--- What you need to do ---
Can you put each line of the listing below into a JSON list of strings, one string per line, skipping blank lines and leaving out the pictures?

--- start Exercise data ---

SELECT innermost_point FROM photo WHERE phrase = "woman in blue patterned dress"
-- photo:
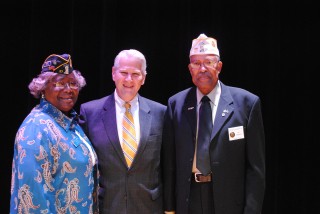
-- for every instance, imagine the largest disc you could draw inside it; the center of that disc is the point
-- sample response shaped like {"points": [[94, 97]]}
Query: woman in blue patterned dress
{"points": [[54, 167]]}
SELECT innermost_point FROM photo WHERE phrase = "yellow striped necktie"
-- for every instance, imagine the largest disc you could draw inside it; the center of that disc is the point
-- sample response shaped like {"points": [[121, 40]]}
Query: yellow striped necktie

--- end Exercise data ---

--- Answer to the task ---
[
  "SELECT innermost_point FROM photo WHERE phrase = \"woman in blue patterned dress\"",
  "-- photo:",
  "-- for every instance, imagine the largest disc you could draw inside it; the center of that disc is the point",
  "-- sample response shaped like {\"points\": [[94, 97]]}",
  "Query: woman in blue patterned dress",
  "{\"points\": [[54, 167]]}",
  "SELECT innermost_point FROM photo WHERE phrase = \"yellow striped necktie\"",
  "-- for every instance, imagine the largest disc you could draw inside it; the center of that disc is the point",
  "-- sample response shaped like {\"points\": [[121, 40]]}",
  "Query: yellow striped necktie"
]